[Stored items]
++++

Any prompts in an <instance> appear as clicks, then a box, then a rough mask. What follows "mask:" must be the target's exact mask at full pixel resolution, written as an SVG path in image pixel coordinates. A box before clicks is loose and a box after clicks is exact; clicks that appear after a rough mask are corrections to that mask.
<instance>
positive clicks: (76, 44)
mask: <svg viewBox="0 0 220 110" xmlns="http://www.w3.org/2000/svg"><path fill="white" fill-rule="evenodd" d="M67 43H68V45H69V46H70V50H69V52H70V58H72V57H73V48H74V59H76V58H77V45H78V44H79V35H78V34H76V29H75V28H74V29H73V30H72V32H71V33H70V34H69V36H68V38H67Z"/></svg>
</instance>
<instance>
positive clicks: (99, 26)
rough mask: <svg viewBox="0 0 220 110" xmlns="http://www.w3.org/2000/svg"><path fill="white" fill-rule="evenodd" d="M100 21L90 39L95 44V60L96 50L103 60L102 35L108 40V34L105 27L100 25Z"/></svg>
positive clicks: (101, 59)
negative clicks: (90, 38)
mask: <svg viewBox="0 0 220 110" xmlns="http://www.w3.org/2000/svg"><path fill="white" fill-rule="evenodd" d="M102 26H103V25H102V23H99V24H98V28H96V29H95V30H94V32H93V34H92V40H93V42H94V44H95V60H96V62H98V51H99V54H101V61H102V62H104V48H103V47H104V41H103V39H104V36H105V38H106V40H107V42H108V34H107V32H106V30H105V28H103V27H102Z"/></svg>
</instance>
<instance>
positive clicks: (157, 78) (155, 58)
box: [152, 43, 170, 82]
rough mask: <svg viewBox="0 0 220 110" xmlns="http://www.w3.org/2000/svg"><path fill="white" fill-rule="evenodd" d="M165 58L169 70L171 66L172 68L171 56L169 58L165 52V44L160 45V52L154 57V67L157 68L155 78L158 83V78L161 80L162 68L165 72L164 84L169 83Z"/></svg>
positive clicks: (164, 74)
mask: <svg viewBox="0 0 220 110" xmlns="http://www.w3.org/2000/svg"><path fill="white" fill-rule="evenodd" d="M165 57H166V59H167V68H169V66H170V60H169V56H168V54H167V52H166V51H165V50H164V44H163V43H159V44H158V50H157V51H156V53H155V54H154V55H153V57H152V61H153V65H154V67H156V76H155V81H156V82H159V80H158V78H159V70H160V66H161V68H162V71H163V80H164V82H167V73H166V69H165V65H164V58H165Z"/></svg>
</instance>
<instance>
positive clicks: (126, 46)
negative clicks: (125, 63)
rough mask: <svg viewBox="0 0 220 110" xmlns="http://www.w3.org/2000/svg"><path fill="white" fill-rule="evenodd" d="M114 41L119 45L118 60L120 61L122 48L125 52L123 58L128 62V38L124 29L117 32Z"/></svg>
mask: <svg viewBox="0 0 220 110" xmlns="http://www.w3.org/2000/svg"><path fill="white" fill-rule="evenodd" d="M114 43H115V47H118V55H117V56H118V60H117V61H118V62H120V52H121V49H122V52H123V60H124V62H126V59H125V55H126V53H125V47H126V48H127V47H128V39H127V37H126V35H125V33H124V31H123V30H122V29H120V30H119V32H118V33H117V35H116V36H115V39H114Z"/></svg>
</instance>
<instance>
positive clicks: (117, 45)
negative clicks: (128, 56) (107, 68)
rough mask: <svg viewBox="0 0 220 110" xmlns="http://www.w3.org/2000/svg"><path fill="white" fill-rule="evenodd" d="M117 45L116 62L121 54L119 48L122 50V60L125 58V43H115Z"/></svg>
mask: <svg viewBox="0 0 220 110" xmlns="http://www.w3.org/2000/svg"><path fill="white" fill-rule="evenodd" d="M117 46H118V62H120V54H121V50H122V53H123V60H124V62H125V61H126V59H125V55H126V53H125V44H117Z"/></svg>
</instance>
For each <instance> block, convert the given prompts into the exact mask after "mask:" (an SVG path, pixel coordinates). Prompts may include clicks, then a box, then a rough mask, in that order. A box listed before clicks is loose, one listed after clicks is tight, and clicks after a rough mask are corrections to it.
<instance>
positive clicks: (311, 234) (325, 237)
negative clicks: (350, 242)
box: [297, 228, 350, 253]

++++

Transcribe every line of the records, keeping each one exact.

Any prompts in an <instance> appear as clicks, then a box, then a rough mask. What follows "mask:" must be the target's exact mask at full pixel resolution, written as an SVG path in image pixel coordinates. A box before clicks is loose and a box after clicks is exact; clicks that appear after a rough mask are corrections to that mask.
<instance>
positive clicks: (76, 44)
mask: <svg viewBox="0 0 220 110" xmlns="http://www.w3.org/2000/svg"><path fill="white" fill-rule="evenodd" d="M67 43H68V45H69V46H70V50H69V52H70V58H72V57H73V48H74V59H76V58H77V45H78V44H79V35H78V34H76V29H75V28H74V29H73V30H72V32H71V33H70V34H69V36H68V38H67Z"/></svg>
</instance>
<instance>
positive clicks: (99, 26)
rough mask: <svg viewBox="0 0 220 110" xmlns="http://www.w3.org/2000/svg"><path fill="white" fill-rule="evenodd" d="M100 21L90 39L95 44V60L96 50L103 60L102 35L108 40V34L105 27L100 25Z"/></svg>
positive clicks: (101, 59)
negative clicks: (90, 38)
mask: <svg viewBox="0 0 220 110" xmlns="http://www.w3.org/2000/svg"><path fill="white" fill-rule="evenodd" d="M102 26H103V25H102V23H99V24H98V28H96V29H95V30H94V32H93V34H92V40H93V42H94V44H95V60H96V62H98V51H99V54H101V61H102V62H104V48H103V47H104V41H103V39H104V36H105V38H106V40H107V42H108V34H107V32H106V30H105V28H103V27H102Z"/></svg>
</instance>
<instance>
positive clicks: (157, 78) (155, 58)
box: [152, 43, 170, 82]
rough mask: <svg viewBox="0 0 220 110" xmlns="http://www.w3.org/2000/svg"><path fill="white" fill-rule="evenodd" d="M165 58L169 70L171 66L172 68L171 56L169 58L165 52V44L160 45V52L154 57V67L157 68L155 78L158 83V78L161 80L162 68L165 72L164 84L169 83Z"/></svg>
positive clicks: (164, 74)
mask: <svg viewBox="0 0 220 110" xmlns="http://www.w3.org/2000/svg"><path fill="white" fill-rule="evenodd" d="M165 57H166V59H167V68H169V66H170V60H169V56H168V54H167V52H166V51H165V50H164V44H163V43H159V44H158V50H157V51H156V53H155V54H154V55H153V57H152V61H153V65H154V67H156V76H155V81H156V82H159V80H158V78H159V70H160V66H161V68H162V71H163V80H164V82H167V73H166V69H165V65H164V58H165Z"/></svg>
</instance>
<instance>
positive clicks: (126, 46)
negative clicks: (125, 63)
rough mask: <svg viewBox="0 0 220 110" xmlns="http://www.w3.org/2000/svg"><path fill="white" fill-rule="evenodd" d="M114 41L119 45L118 60L120 61L122 48L125 52L123 58L128 62V38L124 29L117 32Z"/></svg>
mask: <svg viewBox="0 0 220 110" xmlns="http://www.w3.org/2000/svg"><path fill="white" fill-rule="evenodd" d="M114 43H115V47H118V55H117V56H118V60H117V61H118V62H120V52H121V49H122V52H123V60H124V62H126V59H125V55H126V53H125V47H126V48H127V47H128V39H127V37H126V35H125V33H124V31H123V30H122V29H120V30H119V32H118V33H117V35H116V36H115V39H114Z"/></svg>
</instance>
<instance>
positive clicks: (117, 45)
negative clicks: (128, 56) (107, 68)
rough mask: <svg viewBox="0 0 220 110" xmlns="http://www.w3.org/2000/svg"><path fill="white" fill-rule="evenodd" d="M117 45L116 62L121 54L119 48L122 50V60L125 58V43H115Z"/></svg>
mask: <svg viewBox="0 0 220 110" xmlns="http://www.w3.org/2000/svg"><path fill="white" fill-rule="evenodd" d="M117 46H118V62H120V54H121V50H122V53H123V60H124V62H125V61H126V59H125V55H126V53H125V44H117Z"/></svg>
</instance>
For each <instance> block, convert the given prompts into the exact mask after "mask:" (an SVG path, pixel coordinates). Prompts may include clicks, then a box, then a rough mask, in that order. A box listed before clicks is loose, one listed after clicks is tight, and clicks after a rough mask are corrections to it.
<instance>
positive clicks: (311, 234) (325, 237)
negative clicks: (350, 242)
box: [297, 228, 350, 253]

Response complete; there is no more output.